Dataset entries
Content starts
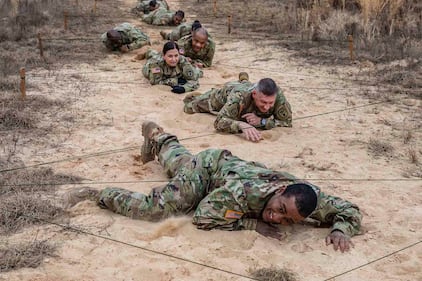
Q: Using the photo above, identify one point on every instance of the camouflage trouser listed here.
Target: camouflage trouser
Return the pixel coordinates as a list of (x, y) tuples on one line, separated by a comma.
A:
[(190, 175), (208, 102)]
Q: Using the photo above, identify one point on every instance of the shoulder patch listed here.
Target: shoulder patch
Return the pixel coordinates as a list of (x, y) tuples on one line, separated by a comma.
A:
[(231, 214), (156, 70)]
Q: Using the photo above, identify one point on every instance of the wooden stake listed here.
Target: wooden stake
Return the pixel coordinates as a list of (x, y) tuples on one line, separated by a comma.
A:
[(65, 20), (22, 86), (229, 24), (352, 57), (40, 45)]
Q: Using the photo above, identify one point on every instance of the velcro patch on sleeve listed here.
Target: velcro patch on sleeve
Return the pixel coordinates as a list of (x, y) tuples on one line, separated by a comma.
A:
[(231, 214), (156, 70)]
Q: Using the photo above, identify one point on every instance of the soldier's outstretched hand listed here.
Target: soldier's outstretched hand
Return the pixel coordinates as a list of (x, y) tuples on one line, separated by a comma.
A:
[(339, 240), (250, 132), (268, 230)]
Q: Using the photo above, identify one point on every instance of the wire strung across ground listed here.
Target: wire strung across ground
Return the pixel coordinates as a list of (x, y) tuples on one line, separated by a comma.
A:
[(77, 230), (194, 180), (193, 137)]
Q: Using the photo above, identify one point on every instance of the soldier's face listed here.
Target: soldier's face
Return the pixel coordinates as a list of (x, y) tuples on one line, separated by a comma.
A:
[(171, 57), (281, 210), (198, 42), (177, 20), (263, 102)]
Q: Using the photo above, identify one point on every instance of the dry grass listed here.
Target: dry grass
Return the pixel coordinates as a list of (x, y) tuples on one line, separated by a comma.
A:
[(380, 148), (272, 274), (21, 255)]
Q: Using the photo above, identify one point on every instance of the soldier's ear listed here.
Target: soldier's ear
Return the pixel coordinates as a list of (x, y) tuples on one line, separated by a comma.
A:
[(281, 189)]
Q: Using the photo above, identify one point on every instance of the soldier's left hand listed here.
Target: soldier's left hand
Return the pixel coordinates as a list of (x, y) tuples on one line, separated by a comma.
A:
[(252, 119), (124, 49), (339, 240)]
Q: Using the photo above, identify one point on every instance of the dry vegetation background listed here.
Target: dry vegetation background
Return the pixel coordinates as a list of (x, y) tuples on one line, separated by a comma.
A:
[(386, 34)]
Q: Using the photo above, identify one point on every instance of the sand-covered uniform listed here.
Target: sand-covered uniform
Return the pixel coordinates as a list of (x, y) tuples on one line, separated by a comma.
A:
[(133, 37), (234, 100), (158, 72), (222, 190), (160, 17), (204, 56)]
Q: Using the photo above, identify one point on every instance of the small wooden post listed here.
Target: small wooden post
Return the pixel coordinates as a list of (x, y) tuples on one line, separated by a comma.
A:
[(352, 57), (94, 9), (22, 85), (65, 19), (40, 45), (229, 24)]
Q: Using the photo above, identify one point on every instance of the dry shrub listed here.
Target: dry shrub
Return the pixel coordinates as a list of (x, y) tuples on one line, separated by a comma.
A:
[(18, 114), (380, 148), (21, 209), (34, 180), (272, 274), (25, 254)]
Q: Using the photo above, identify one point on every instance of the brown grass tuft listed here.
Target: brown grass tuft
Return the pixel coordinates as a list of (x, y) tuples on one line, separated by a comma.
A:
[(22, 209), (22, 255), (380, 148), (273, 274)]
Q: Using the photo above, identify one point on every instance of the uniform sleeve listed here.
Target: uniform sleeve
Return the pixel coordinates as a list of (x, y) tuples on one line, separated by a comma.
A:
[(138, 38), (341, 214), (223, 209), (154, 73), (207, 62), (227, 117), (282, 116), (191, 75)]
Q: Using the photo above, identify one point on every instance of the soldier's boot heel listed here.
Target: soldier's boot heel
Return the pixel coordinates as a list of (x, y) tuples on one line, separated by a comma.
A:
[(149, 147)]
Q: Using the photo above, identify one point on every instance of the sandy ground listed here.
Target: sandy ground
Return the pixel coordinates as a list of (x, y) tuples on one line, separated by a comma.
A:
[(112, 99)]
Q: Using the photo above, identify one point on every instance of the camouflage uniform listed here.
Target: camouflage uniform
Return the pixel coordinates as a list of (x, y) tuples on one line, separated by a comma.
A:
[(159, 17), (204, 56), (158, 72), (234, 100), (131, 36), (144, 6), (224, 191), (181, 30)]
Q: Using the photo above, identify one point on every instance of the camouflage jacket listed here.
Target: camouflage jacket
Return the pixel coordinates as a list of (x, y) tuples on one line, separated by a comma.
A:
[(237, 98), (132, 36), (204, 56), (241, 190), (160, 16), (144, 5), (158, 72), (180, 31)]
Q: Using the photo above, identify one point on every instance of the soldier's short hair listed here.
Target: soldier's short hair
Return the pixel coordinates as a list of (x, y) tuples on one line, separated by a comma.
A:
[(180, 13), (267, 86), (196, 24), (200, 30), (170, 46), (305, 197)]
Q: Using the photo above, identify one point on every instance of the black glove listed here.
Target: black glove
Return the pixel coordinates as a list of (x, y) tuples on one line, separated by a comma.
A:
[(181, 81), (178, 89)]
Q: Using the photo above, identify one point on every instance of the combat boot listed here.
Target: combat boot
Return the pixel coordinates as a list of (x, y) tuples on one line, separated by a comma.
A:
[(74, 196), (163, 34), (243, 76), (149, 147)]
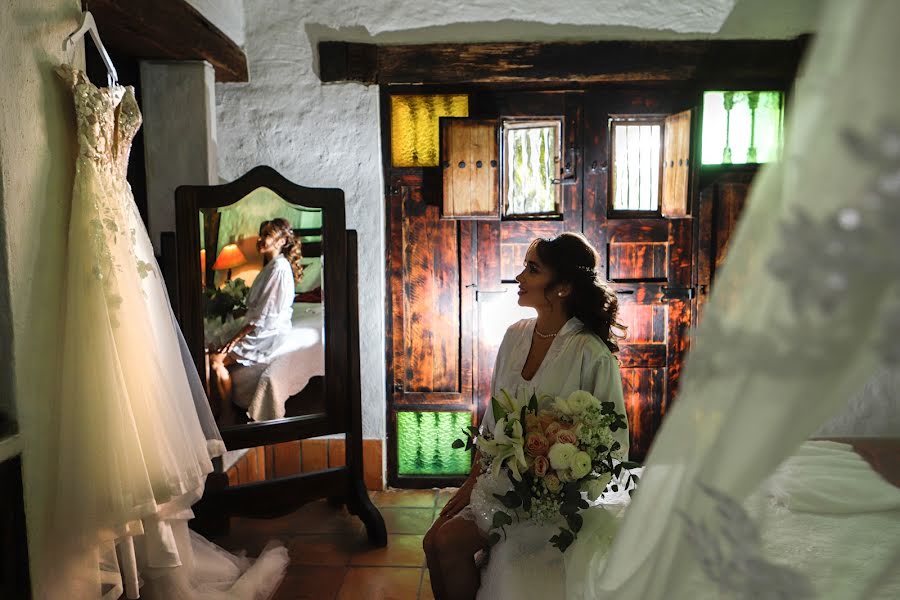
Content ends
**WORK REQUEST:**
Answer with a single number, the count of lines above that contain "jacket".

**RESULT OF THIS TASK:**
2